▶ _Required task_: Rewrite every line of the material below without the pictures, and increase each bounding-box coordinate by 13.
### Supplied records
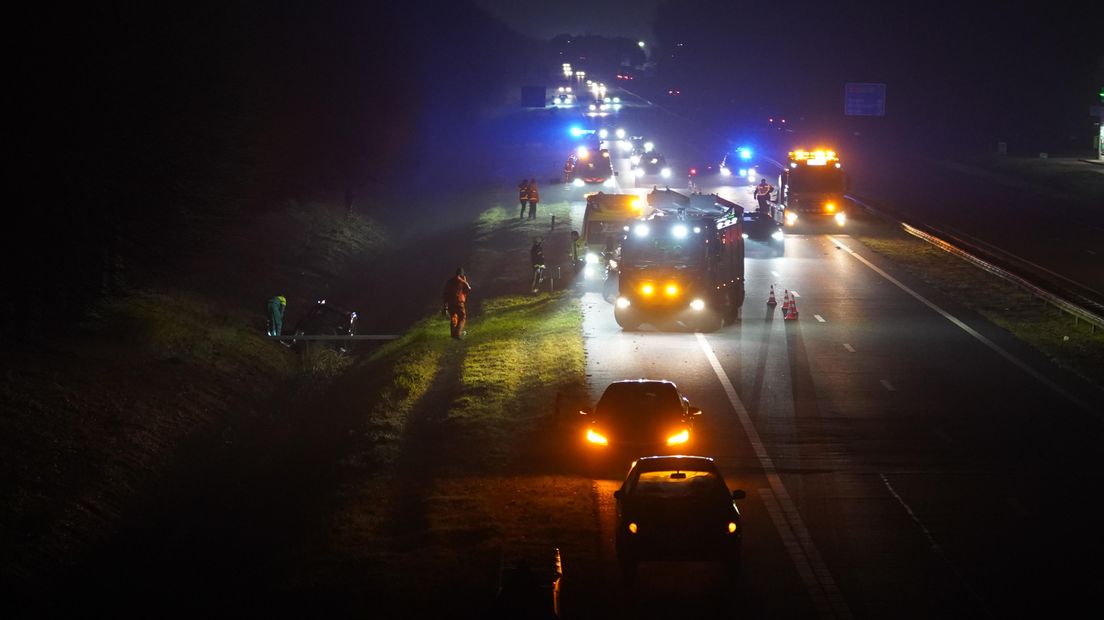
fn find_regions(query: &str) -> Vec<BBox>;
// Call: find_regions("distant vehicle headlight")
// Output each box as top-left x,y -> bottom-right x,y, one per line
667,429 -> 690,446
586,428 -> 609,446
######
▶ _Correct output_:
fn find_regions(query: &str) -> Vec<BBox>;
// Call: find_regions("distant vehicle headlight")
// Output each box as top-left x,y -> bottom-right x,y, one per line
680,442 -> 703,459
599,441 -> 622,459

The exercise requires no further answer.